### Prompt
Pick up the article below on Cancer Council SA's immune-based cancer research and keep writing from its final sentence.

### Text provided

..........

Dr Tessa Gargett’s research is investigating how the body’s immune system can be enhanced to attack and kill cancer cells more effectively.

Fanny McKenzie was diagnosed with a rare soft-tissue sarcoma behind her knee when she was seven months pregnant.

Fanny McKenzie sarcoma survivor Cancer Council SA

Incredibly, Fanny was able to undergo aggressive chemotherapy treatment and safely give birth to her baby girl, who was untouched by the chemo.

Fanny got to meet her little girl, but she still suffered debilitating and exhausting side effects of her treatment.

The support of South Australians over recent years has been helping to fund Cancer Council SA researchers like Dr Gargett to explore new and highly effective ways to treat cancer.

“We have one clinical trial currently running at the Royal Adelaide Hospital which tests a personalised cell therapy in patients with melanoma, and will soon commence two new cell therapy clinical trials in patients with brain cancer.

..........

### Listed records
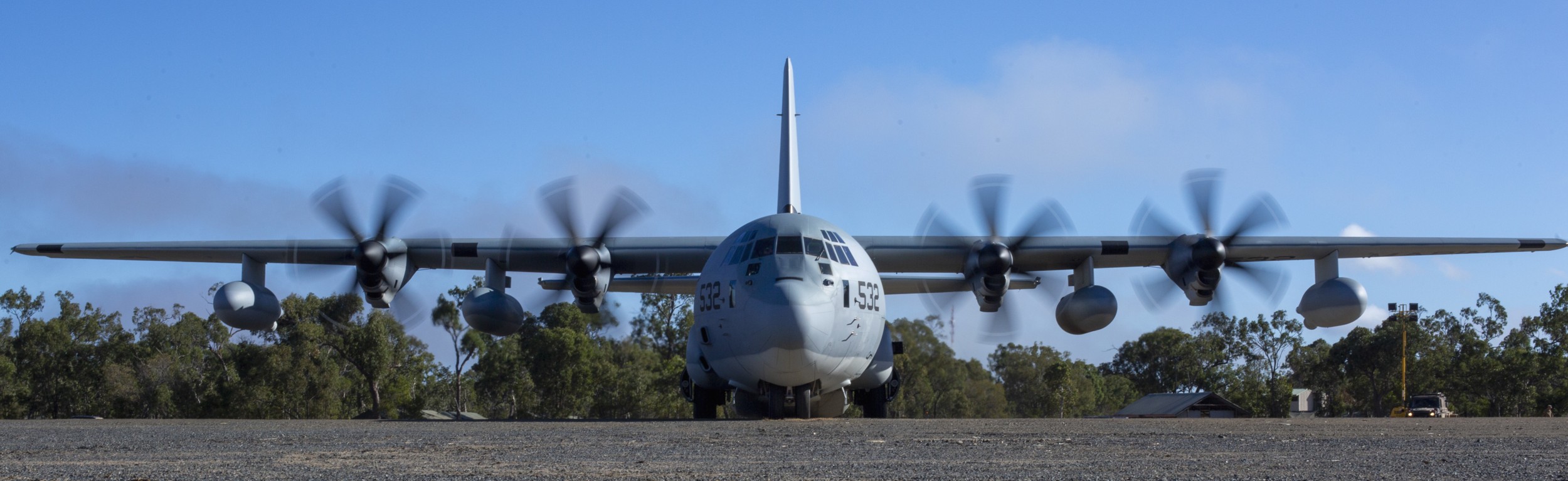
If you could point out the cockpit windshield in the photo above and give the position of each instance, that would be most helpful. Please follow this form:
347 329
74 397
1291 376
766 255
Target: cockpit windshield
763 248
814 246
789 245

..........

### Answer box
“Current work shows that around 40 per cent of patients respond to immunotherapy. For some, their tumours disappear completely. But while these results are exciting, the majority of patients don’t respond, and we don’t yet know why this is.

My team wants to further investigate this problem, and test new kinds of immunotherapy with the potential to work across all cancer types.”

“As a researcher and as a mother myself, I find stories like Fanny’s incredibly moving. They make me even more determined to do what I can to improve treatment options. Immunotherapy is a hugely exciting new era of cancer treatment and we want every patient to have the chance to benefit from these breakthroughs.”